[[ SUPPLIED TEXT, beginning ]]

Captains log day 3....sw antrim, cold,finally. Snow, barely a dusting, still can't see squat until 7 30 ish wonder if that busted up fork will drift through at 8 on the dot again. Wish he had 3 points. He is overly large for a younger buck. Have yet to see a single buck from the camera besides the fork. A 5, wide 6,7 and a 7 with a sideways point just up and vanished after the night of the 14th and they ain't been shot anywhere around me


----------



## bowhunter426 (Oct 20, 2010)

Wind has some bite this morning. Only sitting until 11 today.


----------



## Fisherman6 (Sep 1, 2009)

I’m in, windy here again with enough snow to be able to see better. Main property today because of the wind direction. 


Sent from my iPhone using Michigan Sportsman


----------



## old graybeard (Jan 19, 2006)

Here's to another great day of deer hunting fella's.


----------



## Old lund (Apr 20, 2016)

Good luck today everyone I’m settled in the creek bottom for today


----------



## Zig Zag (Apr 28, 2020)

Seen one so far this morning. Wind is relentless.


----------



## christophermpollard (Mar 9, 2009)

The bad news, I'm on a new kidney medication that makes me piss like a pregnant racehorse. The good news, I never have to buy hand warmers again.

Sent from my SM-G950U using Michigan Sportsman mobile app


----------



## vsmorgantown (Jan 16, 2012)

Dynrat said:


> Well. I guess i didn’t blow the spot out, but I may have now.
> 
> Had the smaller doe (guessing a 1.5) come in 15 yds from blind and bust me not even 5 minutes after my last post. She must have been walking in as I made the post because i didn’t even see her until she was right there where she is laying now staring at me. Somehow still managed to put her down. 15 yds with 300 WinMag equals a cartwheel and then a dirt nap.
> 
> ...


Leave them lay and hunt. Yes lots of guys and stories out there of bucks coming into downed does. That’s great scent to have laying out there. And congrats on your meat!


----------



## Go Lions!!!! (Jun 1, 2013)

MrFysch said:


> View attachment 604195
> View attachment 604195


Now will you please get home and get us some good river walleye reports??? I know...you have Kansas first


----------



## Go Lions!!!! (Jun 1, 2013)

Go Lions!!!! said:


> Now will you please get home and get us some good river walleye reports??? I know...you have Kansas first


Oh...didn't look close enough...see now it's your buddy's buck...but still need a walleye report


----------



## snortwheeze (Jul 31, 2012)

[[ SUPPLIED TEXT, end ]]
[[ DATASET EXCERPTS, beginning ]]

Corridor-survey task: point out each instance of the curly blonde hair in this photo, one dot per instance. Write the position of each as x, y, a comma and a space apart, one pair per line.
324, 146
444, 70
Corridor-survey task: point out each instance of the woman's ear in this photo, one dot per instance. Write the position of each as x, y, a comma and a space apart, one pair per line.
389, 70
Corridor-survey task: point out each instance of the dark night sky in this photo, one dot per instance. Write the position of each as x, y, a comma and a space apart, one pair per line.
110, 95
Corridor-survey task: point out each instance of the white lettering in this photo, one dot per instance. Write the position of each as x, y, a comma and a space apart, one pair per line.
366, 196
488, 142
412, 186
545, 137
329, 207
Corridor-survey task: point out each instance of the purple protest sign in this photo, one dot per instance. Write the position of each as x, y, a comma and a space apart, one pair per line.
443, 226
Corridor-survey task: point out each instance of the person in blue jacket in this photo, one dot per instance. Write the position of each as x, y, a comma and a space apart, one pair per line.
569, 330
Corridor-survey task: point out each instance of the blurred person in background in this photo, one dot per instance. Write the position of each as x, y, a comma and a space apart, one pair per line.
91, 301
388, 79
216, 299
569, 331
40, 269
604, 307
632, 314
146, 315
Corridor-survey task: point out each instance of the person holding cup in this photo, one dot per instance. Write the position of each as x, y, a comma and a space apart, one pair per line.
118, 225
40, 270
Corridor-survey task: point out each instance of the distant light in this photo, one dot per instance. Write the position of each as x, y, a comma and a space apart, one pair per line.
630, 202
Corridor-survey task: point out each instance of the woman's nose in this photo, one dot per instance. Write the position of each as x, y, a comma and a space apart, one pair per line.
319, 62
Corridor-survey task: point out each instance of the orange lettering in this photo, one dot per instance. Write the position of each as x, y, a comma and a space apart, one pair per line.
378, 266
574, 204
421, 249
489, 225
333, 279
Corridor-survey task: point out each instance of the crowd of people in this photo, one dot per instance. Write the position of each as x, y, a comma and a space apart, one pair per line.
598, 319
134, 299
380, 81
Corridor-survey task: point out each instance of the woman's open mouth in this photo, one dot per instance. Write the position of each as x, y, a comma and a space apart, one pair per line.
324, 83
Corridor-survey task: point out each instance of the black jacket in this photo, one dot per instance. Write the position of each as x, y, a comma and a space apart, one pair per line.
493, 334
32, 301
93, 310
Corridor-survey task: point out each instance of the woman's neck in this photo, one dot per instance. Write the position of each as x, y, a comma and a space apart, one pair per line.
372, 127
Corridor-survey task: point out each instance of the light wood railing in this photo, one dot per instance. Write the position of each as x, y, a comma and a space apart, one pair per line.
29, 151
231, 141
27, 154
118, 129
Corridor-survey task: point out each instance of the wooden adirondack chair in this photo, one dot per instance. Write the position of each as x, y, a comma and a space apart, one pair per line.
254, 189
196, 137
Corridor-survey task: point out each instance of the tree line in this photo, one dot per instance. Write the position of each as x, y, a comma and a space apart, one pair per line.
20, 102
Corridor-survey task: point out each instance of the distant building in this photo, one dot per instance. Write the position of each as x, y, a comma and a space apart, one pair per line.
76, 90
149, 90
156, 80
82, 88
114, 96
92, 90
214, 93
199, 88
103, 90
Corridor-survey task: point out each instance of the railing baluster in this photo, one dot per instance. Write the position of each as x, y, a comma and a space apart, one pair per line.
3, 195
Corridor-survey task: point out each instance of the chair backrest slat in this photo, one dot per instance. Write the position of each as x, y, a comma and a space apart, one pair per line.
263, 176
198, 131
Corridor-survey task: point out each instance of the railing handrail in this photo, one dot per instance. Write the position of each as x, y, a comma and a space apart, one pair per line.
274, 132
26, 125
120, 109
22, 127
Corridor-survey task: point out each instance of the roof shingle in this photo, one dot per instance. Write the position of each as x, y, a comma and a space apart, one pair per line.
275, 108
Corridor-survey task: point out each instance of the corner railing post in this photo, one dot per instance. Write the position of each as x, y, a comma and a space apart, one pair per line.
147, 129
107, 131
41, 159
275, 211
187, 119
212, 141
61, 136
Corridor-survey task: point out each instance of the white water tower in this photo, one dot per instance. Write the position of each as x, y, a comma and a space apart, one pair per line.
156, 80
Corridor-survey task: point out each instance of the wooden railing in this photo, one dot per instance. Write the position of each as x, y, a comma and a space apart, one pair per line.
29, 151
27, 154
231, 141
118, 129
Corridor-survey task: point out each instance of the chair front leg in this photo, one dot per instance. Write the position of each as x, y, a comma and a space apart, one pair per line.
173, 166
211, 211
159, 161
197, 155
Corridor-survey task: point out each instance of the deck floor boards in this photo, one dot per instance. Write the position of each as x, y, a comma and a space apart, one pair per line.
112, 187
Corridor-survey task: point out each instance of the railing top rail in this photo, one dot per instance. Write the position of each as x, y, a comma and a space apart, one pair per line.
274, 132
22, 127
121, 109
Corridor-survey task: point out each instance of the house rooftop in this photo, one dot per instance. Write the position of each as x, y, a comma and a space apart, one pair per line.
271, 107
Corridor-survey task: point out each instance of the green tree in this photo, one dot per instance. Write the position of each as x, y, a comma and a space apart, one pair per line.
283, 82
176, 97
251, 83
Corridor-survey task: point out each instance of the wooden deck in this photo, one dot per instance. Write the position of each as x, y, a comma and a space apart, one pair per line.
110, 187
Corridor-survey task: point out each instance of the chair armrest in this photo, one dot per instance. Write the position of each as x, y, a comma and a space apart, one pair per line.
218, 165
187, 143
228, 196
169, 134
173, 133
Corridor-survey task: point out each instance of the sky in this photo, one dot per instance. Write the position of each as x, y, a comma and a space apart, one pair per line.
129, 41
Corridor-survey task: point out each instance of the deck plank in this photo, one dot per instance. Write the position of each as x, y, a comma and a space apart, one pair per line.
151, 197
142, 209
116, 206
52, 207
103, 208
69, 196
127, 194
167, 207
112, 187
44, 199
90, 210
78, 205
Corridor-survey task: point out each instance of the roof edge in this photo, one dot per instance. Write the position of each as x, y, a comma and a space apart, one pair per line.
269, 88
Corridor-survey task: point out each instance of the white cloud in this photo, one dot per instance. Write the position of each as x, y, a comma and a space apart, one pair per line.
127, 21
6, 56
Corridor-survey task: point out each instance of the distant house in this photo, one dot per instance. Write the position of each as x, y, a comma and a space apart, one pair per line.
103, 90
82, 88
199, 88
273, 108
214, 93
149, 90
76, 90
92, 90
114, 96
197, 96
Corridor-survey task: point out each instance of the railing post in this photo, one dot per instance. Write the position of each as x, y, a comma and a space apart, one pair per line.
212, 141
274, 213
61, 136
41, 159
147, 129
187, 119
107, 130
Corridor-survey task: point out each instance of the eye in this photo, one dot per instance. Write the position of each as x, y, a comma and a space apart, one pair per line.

[[ DATASET EXCERPTS, end ]]

TASK INSTRUCTIONS -
**A)** In the deer-hunting thread, until what time does bowhunter426 plan to sit today?
**B)** Rewrite the portion of the deer-hunting thread starting with "## vsmorgantown (Jan" and going on through "a dirt nap.", with "blind" changed to "stand".

TASK SOLUTIONS -
**A)** Until 11.

**B)**
## vsmorgantown (Jan 16, 2012)

Dynrat said:


> Well. I guess i didn’t blow the spot out, but I may have now.
> 
> Had the smaller doe (guessing a 1.5) come in 15 yds from stand and bust me not even 5 minutes after my last post. She must have been walking in as I made the post because i didn’t even see her until she was right there where she is laying now staring at me. Somehow still managed to put her down. 15 yds with 300 WinMag equals a cartwheel and then a dirt nap.